Challenge 1: According to the post about Flying Sphinx, in what month did Flying Sphinx become available to all Heroku users?

Source:
— BEGIN —

Freelancing Gods 2014

God
19 Oct 2011

A Sustainable Flying Sphinx?

In which I muse about what a sustainable web service could look like – but first, the backstory:

A year ago – almost to the day – I sat in a wine bar in Sydney’s Surry Hills with Steve Hopkins. I’d been thinking about how to get Sphinx working on Heroku, and ran him through the basic idea in my head of how it could work. His first question was “So, what are you working on tomorrow, then?”

By the end of the following day, I had some idea of how it would work. Over the next few months I had a proof of concept working, hit some walls, began again, and finally got to a point where I could launch an alpha release of Flying Sphinx.

In May, Flying Sphinx became available for all Heroku users – and earlier today (five months later), I received my monthly provider payment from Heroku, with the happy news that I’m now earning enough to cover all related ongoing expenses – things like AWS for the servers, Scalarium to manage them, and Tender for support.

Now, I’m not rolling in cash, and I’m certainly not earning enough through Flying Sphinx to pay rent, let alone be in a position to drop all client work and focus on Flying Sphinx full-time. That’s cool, either of those targets would be amazing.

And of course, money isn’t the be all and end all – even though this is a business, and I certainly don’t want to run at a loss. I want Flying Sphinx to be sustainable – in that it covers not only the hosting costs, but my time as well, along with supporting the broader system around it – code, people and beyond.

But what does a sustainable web service look like, particularly beyond the standard (outmoded) financial axis?

Sustainable Time

Firstly (and selfishly), it should cover the time spent maintaining and expanding the service. Flying Sphinx doesn’t use up a huge amount of my time right at the moment, but I’m definitely keen to improve a few things (in particular, offer Sphinx 2.0.1 alongside the existing 1.10-beta installation), and there is the occasional support query to deal with.

— END —

Given records:
— BEGIN —

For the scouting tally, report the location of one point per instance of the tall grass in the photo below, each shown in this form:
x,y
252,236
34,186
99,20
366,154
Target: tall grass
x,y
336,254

— END —

Challenge 2: Can you rewrite all the records with "tall grass" changed to "reeds", keeping everything else the same?

Right answer 1: May

Right answer 2:
For the scouting tally, report the location of one point per instance of the reeds in the photo below, each shown in this form:
x,y
252,236
34,186
99,20
366,154
Target: reeds
x,y
336,254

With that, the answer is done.